What is needed: From the first line through the one containing "Locate the purple rose", restate the listing word for word, and give no other lines.
╭─ Records for this task
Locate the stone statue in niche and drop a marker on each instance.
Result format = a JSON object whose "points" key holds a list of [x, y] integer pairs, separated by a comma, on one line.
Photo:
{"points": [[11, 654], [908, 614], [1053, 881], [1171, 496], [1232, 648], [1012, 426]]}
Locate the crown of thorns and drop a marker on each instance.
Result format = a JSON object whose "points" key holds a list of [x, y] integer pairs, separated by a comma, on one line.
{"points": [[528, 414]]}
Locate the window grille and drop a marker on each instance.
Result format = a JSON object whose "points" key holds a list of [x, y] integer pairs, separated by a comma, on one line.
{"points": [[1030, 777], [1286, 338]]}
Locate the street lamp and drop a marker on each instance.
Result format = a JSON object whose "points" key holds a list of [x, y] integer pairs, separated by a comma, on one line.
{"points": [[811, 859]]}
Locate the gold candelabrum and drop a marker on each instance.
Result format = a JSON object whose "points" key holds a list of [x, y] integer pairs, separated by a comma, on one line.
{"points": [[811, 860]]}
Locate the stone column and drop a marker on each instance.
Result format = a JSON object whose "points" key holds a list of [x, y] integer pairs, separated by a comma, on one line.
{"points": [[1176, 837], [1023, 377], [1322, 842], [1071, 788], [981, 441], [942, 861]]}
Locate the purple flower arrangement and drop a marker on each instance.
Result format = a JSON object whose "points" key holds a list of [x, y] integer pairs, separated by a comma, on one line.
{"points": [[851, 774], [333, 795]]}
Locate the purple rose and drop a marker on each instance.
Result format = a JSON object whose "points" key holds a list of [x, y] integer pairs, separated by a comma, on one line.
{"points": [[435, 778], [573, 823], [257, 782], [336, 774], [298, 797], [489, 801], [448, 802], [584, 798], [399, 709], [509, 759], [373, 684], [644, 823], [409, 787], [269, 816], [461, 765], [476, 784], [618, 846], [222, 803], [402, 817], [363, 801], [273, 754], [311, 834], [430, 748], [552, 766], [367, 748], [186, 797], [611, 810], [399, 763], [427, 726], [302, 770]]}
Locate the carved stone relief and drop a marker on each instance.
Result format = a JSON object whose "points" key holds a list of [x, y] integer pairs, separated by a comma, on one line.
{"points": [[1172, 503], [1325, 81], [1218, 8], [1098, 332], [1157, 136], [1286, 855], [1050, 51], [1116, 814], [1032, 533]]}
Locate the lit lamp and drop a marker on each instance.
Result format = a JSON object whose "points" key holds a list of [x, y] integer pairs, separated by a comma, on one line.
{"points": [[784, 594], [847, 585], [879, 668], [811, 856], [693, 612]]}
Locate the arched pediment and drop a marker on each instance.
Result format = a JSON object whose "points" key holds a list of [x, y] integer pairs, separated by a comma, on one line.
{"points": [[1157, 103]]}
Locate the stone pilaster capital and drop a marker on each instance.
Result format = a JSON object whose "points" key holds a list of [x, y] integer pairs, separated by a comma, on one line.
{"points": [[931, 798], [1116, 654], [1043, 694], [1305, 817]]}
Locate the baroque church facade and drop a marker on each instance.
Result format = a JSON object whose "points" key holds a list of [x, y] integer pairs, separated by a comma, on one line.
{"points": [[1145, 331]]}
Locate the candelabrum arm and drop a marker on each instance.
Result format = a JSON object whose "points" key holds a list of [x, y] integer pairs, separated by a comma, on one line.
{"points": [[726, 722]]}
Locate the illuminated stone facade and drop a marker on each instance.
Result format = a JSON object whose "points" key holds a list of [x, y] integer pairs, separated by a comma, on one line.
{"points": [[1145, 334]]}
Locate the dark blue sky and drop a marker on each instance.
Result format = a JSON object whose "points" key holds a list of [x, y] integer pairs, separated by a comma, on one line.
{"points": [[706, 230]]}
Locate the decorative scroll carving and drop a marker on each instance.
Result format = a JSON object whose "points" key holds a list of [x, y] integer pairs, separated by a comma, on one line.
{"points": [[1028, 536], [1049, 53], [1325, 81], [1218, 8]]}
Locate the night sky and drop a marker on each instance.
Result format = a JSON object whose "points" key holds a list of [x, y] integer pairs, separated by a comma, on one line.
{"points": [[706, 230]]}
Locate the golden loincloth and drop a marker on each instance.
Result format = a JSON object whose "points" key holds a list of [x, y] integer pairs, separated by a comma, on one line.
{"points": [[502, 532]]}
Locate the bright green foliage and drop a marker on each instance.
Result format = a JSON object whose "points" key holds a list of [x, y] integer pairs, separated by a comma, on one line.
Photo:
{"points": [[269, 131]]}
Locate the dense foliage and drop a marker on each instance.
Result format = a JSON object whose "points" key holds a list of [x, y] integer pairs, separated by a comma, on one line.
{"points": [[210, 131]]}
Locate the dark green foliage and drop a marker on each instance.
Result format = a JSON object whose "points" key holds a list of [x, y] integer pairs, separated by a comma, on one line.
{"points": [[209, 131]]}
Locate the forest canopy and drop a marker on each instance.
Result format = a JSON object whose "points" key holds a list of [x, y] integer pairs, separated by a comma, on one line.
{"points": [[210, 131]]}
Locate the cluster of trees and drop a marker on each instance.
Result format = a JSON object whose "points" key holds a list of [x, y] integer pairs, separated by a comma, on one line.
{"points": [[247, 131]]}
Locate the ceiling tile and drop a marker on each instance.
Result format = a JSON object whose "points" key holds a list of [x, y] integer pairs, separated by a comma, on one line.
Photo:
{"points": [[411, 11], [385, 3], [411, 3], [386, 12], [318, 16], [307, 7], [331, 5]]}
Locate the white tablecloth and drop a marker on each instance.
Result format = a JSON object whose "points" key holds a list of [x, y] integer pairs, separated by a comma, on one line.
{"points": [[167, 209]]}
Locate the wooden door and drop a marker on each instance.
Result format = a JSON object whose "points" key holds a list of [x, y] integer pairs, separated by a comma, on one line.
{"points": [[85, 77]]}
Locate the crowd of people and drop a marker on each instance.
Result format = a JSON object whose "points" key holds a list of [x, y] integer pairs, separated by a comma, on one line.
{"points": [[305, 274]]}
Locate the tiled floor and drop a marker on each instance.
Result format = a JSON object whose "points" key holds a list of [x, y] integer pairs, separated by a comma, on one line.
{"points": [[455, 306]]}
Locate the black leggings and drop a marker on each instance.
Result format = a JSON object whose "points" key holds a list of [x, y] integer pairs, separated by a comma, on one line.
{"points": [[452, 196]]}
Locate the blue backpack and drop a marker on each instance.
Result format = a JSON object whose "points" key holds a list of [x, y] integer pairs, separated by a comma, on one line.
╰─
Written solution:
Locate the stone statue in niche and drop a marker on each instance.
Result format = a JSON object whose "points" key holds a list of [x, y] integer pairs, separated by a comma, on one line.
Photo:
{"points": [[11, 654], [908, 614], [1053, 881], [1171, 496], [1232, 648], [1012, 426]]}
Locate the crown of thorns and drop a marker on each instance.
Result format = a JSON object whose "points" key holds a list of [x, y] integer pairs, separated by a comma, on one line.
{"points": [[528, 414]]}
Locate the window grille and drop a marker on each instance.
Result format = a JSON object whose "points" key holds a list of [x, y] integer pairs, separated by a comma, on one line.
{"points": [[1030, 777], [1286, 338]]}
Locate the street lamp and drop a marker on each instance.
Result format = a JSON object whose "points" key holds a list of [x, y] integer pairs, separated by a comma, on one line.
{"points": [[811, 859]]}
Locate the gold candelabrum and drop a marker on each instance.
Result format = a JSON object whose "points" key holds a list of [x, y] integer pairs, separated by a comma, on one line.
{"points": [[811, 860]]}
Locate the stone column and drop a marker on each instance.
Result format = a JSON object whose "points" key holds a list of [x, y] integer pairs, separated by a comma, on one line.
{"points": [[1176, 837], [1023, 377], [1322, 842], [1071, 788], [981, 441], [942, 861]]}
Locate the purple flower arrangement and drop a marker on each instance.
Result format = a JSON object whose "points" key holds a list of [x, y] integer pairs, separated by a comma, on one line.
{"points": [[851, 774], [333, 795]]}
Locate the purple rose and drop a marker on each instance.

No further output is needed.